**TASK OBJECTIVE**
In the listing below, find the line that contains "Query — person's hand" and the line that contains "Query — man in straw hat". Quote both and every line between them, exactly, and nothing more.

**DATA SECTION**
===
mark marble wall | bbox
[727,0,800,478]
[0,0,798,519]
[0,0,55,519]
===
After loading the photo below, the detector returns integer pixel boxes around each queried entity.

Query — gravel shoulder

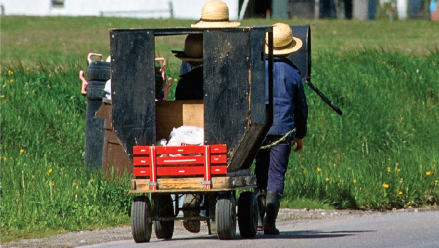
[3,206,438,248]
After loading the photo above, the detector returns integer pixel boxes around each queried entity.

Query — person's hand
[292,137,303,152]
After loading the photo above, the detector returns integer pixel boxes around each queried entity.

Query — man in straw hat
===
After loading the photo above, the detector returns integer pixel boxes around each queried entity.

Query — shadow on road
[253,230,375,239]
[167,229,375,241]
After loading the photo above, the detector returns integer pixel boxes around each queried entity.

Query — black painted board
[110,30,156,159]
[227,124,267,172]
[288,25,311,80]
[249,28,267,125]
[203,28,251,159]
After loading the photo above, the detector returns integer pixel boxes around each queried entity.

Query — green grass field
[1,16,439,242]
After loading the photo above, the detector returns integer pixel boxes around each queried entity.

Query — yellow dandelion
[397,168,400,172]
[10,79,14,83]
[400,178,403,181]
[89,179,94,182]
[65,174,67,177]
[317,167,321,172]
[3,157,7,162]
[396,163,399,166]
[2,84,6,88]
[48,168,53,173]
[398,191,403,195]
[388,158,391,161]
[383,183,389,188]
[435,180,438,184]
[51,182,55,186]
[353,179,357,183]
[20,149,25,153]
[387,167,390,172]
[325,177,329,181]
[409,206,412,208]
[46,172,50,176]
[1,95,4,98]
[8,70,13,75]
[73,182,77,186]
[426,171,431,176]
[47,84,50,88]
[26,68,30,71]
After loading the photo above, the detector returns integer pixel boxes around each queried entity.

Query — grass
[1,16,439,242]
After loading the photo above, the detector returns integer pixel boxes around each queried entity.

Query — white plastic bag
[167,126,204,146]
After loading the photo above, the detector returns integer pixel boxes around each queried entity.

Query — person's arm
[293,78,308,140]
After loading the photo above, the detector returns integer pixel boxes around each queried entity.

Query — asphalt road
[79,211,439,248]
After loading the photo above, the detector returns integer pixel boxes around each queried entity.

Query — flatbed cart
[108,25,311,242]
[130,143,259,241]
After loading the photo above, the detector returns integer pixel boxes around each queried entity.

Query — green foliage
===
**RESULT OF THE TASK**
Query — person's hand
[292,137,303,152]
After loading the photo above, the detector returns integer pixel boxes around each queried entity.

Query — man in straw hat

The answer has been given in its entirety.